## [The request]
Print all of the data exactly.
──────────────────────────────
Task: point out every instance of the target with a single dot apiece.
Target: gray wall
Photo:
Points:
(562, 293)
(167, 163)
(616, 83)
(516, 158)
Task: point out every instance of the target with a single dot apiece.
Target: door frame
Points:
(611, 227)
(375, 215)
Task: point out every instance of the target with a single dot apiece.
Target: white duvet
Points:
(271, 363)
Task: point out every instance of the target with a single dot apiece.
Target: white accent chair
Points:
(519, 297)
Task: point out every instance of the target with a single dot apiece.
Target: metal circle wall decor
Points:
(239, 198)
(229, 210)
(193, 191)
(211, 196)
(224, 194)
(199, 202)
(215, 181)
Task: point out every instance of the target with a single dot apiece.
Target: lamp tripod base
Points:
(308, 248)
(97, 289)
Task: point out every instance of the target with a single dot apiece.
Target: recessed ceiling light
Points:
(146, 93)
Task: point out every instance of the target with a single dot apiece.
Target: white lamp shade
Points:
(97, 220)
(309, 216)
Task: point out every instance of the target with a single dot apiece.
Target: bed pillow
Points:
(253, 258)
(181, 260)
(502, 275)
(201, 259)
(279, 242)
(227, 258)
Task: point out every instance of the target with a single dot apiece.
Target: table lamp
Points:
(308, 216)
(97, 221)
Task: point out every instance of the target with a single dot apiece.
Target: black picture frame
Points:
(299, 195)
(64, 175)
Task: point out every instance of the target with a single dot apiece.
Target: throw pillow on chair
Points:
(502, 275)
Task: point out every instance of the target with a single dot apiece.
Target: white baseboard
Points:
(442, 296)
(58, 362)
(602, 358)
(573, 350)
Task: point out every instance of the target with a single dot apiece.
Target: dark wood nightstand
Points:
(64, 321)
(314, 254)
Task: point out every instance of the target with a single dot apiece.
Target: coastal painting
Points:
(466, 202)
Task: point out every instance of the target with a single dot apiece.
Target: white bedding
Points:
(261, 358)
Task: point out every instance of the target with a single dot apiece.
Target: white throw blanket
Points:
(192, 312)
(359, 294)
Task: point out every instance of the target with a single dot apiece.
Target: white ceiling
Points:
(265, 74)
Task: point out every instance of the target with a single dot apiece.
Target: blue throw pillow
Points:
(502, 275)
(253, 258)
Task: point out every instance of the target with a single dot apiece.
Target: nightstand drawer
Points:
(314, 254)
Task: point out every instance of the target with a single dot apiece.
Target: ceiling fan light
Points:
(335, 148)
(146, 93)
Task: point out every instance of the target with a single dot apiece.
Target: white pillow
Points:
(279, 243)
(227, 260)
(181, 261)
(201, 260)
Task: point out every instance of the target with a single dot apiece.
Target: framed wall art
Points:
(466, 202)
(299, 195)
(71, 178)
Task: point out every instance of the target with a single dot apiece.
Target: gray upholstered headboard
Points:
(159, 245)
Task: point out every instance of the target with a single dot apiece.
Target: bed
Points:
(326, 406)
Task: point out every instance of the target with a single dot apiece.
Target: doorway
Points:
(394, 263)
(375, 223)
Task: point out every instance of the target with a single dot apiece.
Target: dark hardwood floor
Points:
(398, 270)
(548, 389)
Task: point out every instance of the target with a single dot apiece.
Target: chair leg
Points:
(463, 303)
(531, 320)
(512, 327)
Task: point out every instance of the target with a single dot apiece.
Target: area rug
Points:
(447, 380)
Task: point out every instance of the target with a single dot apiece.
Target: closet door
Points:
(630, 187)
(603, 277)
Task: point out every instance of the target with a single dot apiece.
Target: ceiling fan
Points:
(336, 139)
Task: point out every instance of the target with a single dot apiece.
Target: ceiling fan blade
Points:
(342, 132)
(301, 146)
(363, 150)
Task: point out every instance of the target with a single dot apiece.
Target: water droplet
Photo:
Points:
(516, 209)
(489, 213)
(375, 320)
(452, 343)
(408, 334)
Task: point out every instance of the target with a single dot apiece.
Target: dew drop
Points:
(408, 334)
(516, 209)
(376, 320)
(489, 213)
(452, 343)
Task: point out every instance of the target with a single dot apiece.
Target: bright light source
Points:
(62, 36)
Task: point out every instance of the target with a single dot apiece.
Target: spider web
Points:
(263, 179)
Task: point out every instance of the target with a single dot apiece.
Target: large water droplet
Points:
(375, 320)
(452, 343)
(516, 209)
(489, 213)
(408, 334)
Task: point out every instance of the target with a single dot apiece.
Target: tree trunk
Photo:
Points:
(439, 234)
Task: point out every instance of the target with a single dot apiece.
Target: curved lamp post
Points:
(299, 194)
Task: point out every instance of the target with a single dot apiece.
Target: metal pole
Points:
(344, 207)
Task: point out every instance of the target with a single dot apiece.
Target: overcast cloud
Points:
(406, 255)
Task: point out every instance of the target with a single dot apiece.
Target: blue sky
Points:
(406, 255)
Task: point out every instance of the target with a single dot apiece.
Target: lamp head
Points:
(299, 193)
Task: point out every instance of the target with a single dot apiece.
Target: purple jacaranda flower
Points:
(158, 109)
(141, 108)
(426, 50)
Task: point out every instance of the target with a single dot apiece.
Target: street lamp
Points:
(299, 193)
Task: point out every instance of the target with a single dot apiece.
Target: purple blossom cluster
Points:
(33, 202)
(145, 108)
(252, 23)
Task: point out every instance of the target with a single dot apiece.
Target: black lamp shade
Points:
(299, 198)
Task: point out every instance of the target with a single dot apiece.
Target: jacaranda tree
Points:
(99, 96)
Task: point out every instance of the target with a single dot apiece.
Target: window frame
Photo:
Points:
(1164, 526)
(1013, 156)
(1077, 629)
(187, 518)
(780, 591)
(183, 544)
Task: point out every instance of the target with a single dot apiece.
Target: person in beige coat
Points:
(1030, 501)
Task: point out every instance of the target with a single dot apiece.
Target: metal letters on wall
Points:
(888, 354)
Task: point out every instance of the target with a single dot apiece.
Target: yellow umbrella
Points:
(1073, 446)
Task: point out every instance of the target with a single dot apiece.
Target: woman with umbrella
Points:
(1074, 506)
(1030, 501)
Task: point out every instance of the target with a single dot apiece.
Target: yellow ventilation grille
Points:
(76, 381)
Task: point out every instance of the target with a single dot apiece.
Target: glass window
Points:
──────────────────────────────
## [Written answer]
Task: point out every instance of the target with a single dot apiece.
Target: gray wall
Photo:
Points:
(562, 293)
(167, 163)
(616, 83)
(516, 158)
Task: point out every instance of the target with a single dot apiece.
Target: door frame
Points:
(611, 227)
(375, 215)
Task: point out every instance of the target with a single dot apiece.
Target: white duvet
Points:
(271, 363)
Task: point out every instance of the target with a single dot apiece.
Target: white accent chair
Points:
(519, 297)
Task: point out every instance of the target with a single dot apiece.
Target: metal circle wall decor
Points:
(239, 198)
(229, 210)
(193, 191)
(211, 196)
(224, 194)
(199, 202)
(215, 181)
Task: point out every instance of the target with a single dot apiece.
Target: lamp tripod base
Points:
(308, 248)
(97, 289)
Task: point out every instance of the target with a single dot apiece.
Target: recessed ceiling light
Points:
(146, 93)
Task: point out every instance of the target with a single dot apiece.
Target: white lamp shade
Points:
(97, 220)
(309, 216)
Task: point out every instance of the target with a single dot apiece.
Target: bed pillow
Points:
(253, 258)
(181, 260)
(502, 275)
(201, 259)
(279, 242)
(227, 258)
Task: point out every instance of the target with a single dot apiece.
Target: table lamp
Points:
(308, 216)
(97, 221)
Task: point out every instance of the target with a single dot apiece.
Target: black picture frame
Points:
(299, 195)
(64, 175)
Task: point out every instance of the target with a single dot apiece.
Target: throw pillow on chair
Points:
(502, 275)
Task: point out every instance of the target with a single dot apiece.
Target: white baseboard
Points:
(442, 296)
(58, 362)
(602, 358)
(573, 350)
Task: point out every instance of the target with a single dot apiece.
Target: dark wood nightstand
Points:
(64, 321)
(314, 254)
Task: point out every instance of the target with a single dot apiece.
Target: coastal painting
Points:
(466, 202)
Task: point out every instance of the target with a single dot apiece.
Target: white bedding
Points:
(261, 358)
Task: point out every instance of the target with a single dot apiece.
Target: white throw blanket
Points:
(192, 312)
(359, 294)
Task: point out every instance of the target with a single dot apiece.
Target: white ceiling
Points:
(265, 74)
Task: point out every instance of the target with a single dot apiece.
Target: blue throw pillow
Points:
(502, 275)
(253, 258)
Task: point out every instance of the target with a single dot apiece.
Target: nightstand drawer
Points:
(314, 254)
Task: point out every instance of the target with a single dot apiece.
Target: ceiling fan light
Points:
(335, 148)
(146, 93)
Task: point out every instance of the target with a single dot apiece.
Target: white pillow
Points:
(279, 243)
(227, 260)
(181, 261)
(201, 260)
Task: point out every instance of the target with a single dot apiece.
Target: framed wall art
Points:
(466, 202)
(299, 195)
(71, 178)
Task: point out every instance of the target with a single dot apiece.
Target: gray upholstered headboard
Points:
(159, 245)
Task: point out every instance of the target with a single dot apiece.
Target: bed
Points:
(326, 406)
Task: point out every instance of the target with a single dot apiece.
Target: doorway
Points:
(394, 263)
(375, 223)
Task: point out every instance of the target with a single dot apiece.
Target: dark hardwood floor
Points:
(398, 270)
(548, 389)
Task: point out every instance of the target with a single dot apiece.
Target: chair leg
Points:
(463, 303)
(531, 320)
(512, 327)
Task: point out every instance of the target with a single dot apiece.
Target: area rug
Points:
(447, 380)
Task: point out every instance of the target with a single dot apiece.
Target: closet door
Points:
(630, 187)
(603, 277)
Task: point out every instance of the target with a single dot apiece.
Target: ceiling fan
Points:
(336, 139)
Task: point out every instance of the target with a single dot apiece.
Target: ceiling fan blade
Points:
(342, 132)
(301, 146)
(363, 150)
Task: point out every instance of the target with a single dot apiece.
Target: water droplet
Photo:
Points:
(516, 209)
(489, 213)
(375, 320)
(452, 343)
(408, 334)
Task: point out every instance of the target with a single dot apiece.
Target: dew drop
Points:
(408, 334)
(516, 209)
(376, 320)
(489, 213)
(452, 343)
Task: point out every instance of the target with a single dot apiece.
Target: bright light source
Points:
(62, 36)
Task: point out every instance of the target with a single dot apiece.
Target: spider web
Points:
(263, 179)
Task: point out every instance of the target with a single dot apiece.
Target: large water droplet
Points:
(375, 320)
(452, 343)
(516, 209)
(489, 213)
(408, 334)
Task: point out every instance of the target with a single dot apiece.
Target: tree trunk
Photo:
Points:
(439, 234)
Task: point out every instance of the target with a single dot apiece.
Target: curved lamp post
Points:
(299, 194)
Task: point out every instance of the target with a single dot apiece.
Target: metal pole
Points:
(344, 207)
Task: point out every instance of the target with a single dot apiece.
Target: overcast cloud
Points:
(406, 255)
Task: point out every instance of the target with a single dot apiece.
Target: blue sky
Points:
(406, 255)
Task: point out every instance of the target with a single dot apiece.
Target: lamp head
Points:
(299, 193)
Task: point out every instance of the target with a single dot apiece.
Target: purple jacaranda flower
Points:
(158, 109)
(141, 108)
(426, 50)
Task: point out every instance of the target with a single dot apiece.
Target: street lamp
Points:
(299, 193)
Task: point out every instance of the target with a single dot apiece.
Target: purple blossom cluster
Points:
(33, 202)
(145, 108)
(252, 23)
Task: point out every instance of the target with a single dot apiece.
Target: black lamp shade
Points:
(299, 198)
Task: point out every instance of the target with a single dot apiece.
Target: jacaranda tree
Points:
(99, 96)
Task: point out every instance of the target with a single dot apiece.
Target: window frame
Photo:
Points:
(1164, 526)
(1013, 156)
(1077, 629)
(187, 518)
(780, 591)
(183, 544)
Task: point out every instance of the target with a single dot apiece.
Target: person in beige coat
Points:
(1030, 501)
Task: point out every instance of the target with a single dot apiece.
Target: metal letters on wall
Points:
(888, 354)
Task: point out every instance of the target with a single dot apiece.
Target: yellow umbrella
Points:
(1073, 446)
Task: point out every instance of the target with a single dot apiece.
Target: woman with umbrella
Points:
(1074, 506)
(1030, 501)
Task: point out every instance of the target with a single dot apiece.
Target: yellow ventilation grille
Points:
(76, 381)
Task: point out every instance of the target with a single dot apiece.
Target: glass window
Points:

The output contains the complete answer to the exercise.